PROBLEM REQUIREMENTS: From the entries below, copy exactly the lines from the one that contains "Pick out each instance of the red" through the one that contains "Pick out each instance of the carayol", both included, and only those.

RECORDS:
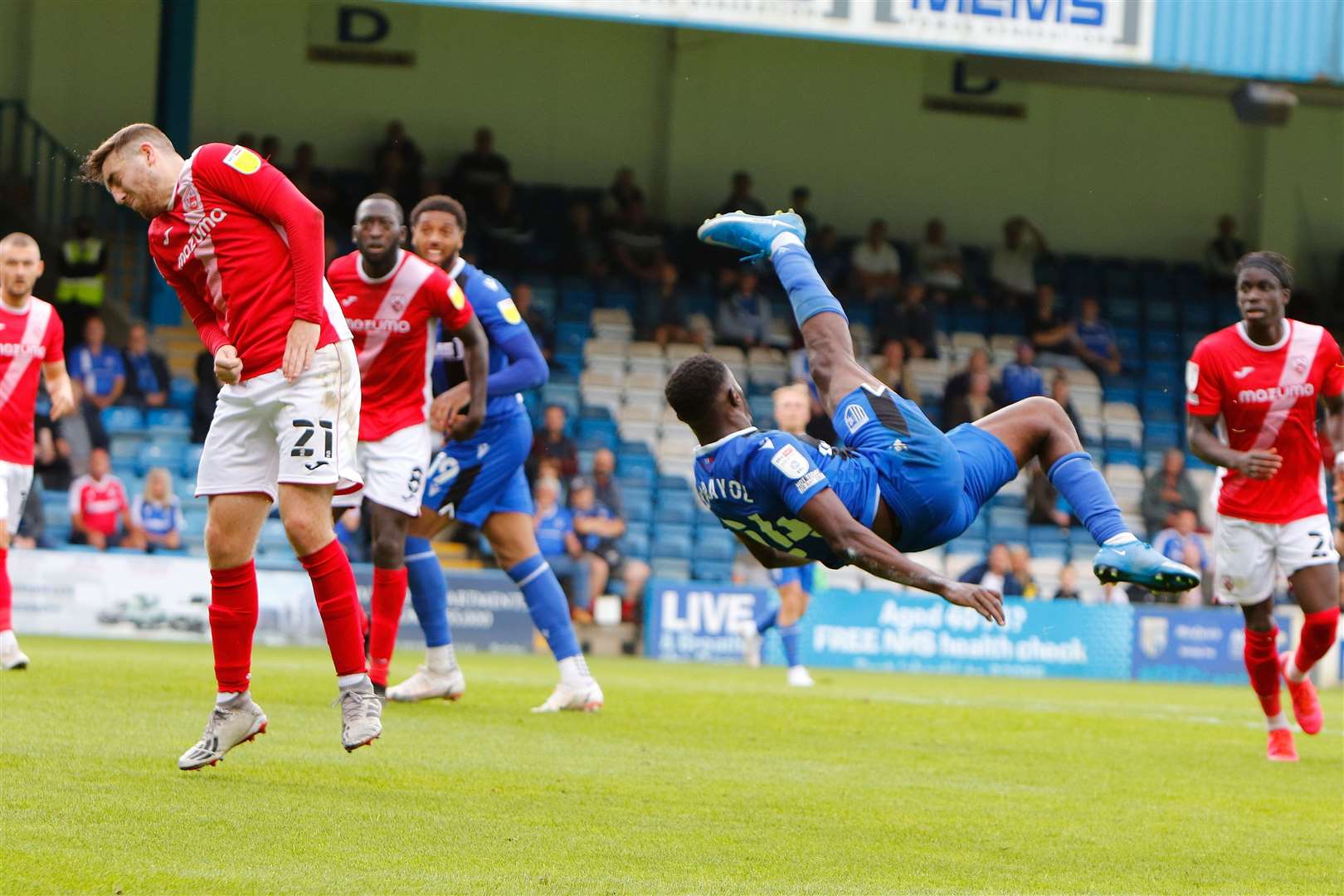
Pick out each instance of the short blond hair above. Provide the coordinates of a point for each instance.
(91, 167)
---
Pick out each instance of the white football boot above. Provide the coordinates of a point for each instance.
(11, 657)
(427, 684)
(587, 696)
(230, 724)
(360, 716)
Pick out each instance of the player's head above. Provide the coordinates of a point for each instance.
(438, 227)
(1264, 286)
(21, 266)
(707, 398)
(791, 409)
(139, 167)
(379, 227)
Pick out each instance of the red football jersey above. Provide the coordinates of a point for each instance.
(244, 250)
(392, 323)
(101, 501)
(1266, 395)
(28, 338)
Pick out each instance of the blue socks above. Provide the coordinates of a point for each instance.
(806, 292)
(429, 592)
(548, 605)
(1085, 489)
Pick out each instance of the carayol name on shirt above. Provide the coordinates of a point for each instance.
==
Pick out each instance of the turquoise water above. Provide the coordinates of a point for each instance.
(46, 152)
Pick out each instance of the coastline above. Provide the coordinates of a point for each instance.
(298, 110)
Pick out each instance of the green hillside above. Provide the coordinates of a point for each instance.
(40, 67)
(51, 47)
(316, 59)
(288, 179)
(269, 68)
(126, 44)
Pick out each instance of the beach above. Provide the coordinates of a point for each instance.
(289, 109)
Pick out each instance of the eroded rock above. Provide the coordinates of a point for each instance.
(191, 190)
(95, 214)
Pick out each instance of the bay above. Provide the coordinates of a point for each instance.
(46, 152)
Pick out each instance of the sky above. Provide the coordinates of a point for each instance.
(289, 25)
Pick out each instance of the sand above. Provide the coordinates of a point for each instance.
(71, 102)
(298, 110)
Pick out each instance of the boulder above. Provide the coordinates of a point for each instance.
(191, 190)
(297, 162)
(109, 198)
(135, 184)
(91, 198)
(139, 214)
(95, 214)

TASK RESULT:
Pick out each instance of the red football jersey above. Provide the coordinates of a point for each instance.
(244, 250)
(392, 323)
(101, 501)
(1266, 395)
(28, 338)
Pick out each instance of the blue socks above. Provide the coordinates of a point for each instance.
(806, 292)
(429, 592)
(548, 605)
(1085, 489)
Pick out each instance of the carayol name on shirt above. Provide the coordinates of a point for each instance.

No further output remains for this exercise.